What is being asked:
The records that follow are to be given again exactly, with their pictures omitted.

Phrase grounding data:
**********

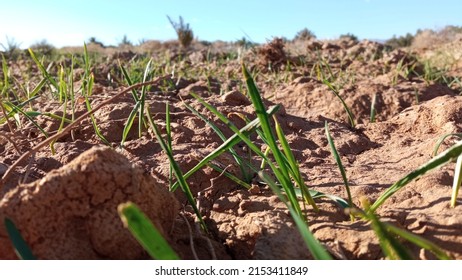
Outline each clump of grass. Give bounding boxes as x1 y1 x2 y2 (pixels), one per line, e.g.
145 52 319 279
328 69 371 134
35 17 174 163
177 64 340 258
170 102 280 192
81 44 109 145
167 16 194 49
1 75 170 189
119 58 154 147
182 101 254 186
118 202 179 260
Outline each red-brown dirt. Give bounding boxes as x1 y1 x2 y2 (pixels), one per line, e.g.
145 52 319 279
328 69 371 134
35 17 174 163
0 37 461 259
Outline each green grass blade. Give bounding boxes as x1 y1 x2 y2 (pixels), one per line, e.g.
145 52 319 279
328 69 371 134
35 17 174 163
385 223 451 260
119 62 140 102
260 146 271 169
39 112 72 123
274 116 318 210
370 140 462 213
259 171 332 260
120 101 141 147
206 162 252 189
1 54 11 98
138 59 153 137
368 212 414 259
146 107 207 231
4 218 36 260
27 77 47 99
166 102 174 186
118 202 179 260
287 187 349 209
68 55 76 124
8 102 48 138
325 121 353 208
451 154 462 207
323 80 355 128
432 133 462 157
357 198 414 260
370 93 377 123
307 190 350 209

**********

Task solution:
Outline each clump of grass. Give bounding boxes as x1 y1 x2 y2 (pixels), one per line, e.g.
145 52 319 279
328 69 371 134
35 17 174 163
177 64 340 258
170 102 280 192
81 44 109 145
167 16 194 49
1 75 170 189
119 58 154 147
182 101 254 186
118 202 179 260
Outline each red-brown dirt. Give bounding boxes as x1 y1 x2 y2 (pixels), one per line, e.g.
145 52 319 279
328 69 371 134
35 17 174 163
0 37 461 259
Outline each green grass blade. Give bounding boxes as x1 y1 x2 y2 (pixels), one per line, e.g.
145 52 319 279
328 69 371 134
35 17 174 163
385 223 451 260
119 62 140 102
260 146 271 169
39 112 72 123
274 116 318 210
370 140 462 213
259 171 332 260
120 101 141 147
206 162 252 189
1 54 11 98
138 59 153 137
368 212 414 259
146 107 207 231
4 218 36 260
27 77 47 99
166 102 174 186
118 202 179 260
287 187 349 209
68 55 76 124
8 102 48 138
325 121 353 208
451 154 462 207
323 80 355 128
432 133 462 157
357 198 414 260
370 93 377 123
307 190 350 209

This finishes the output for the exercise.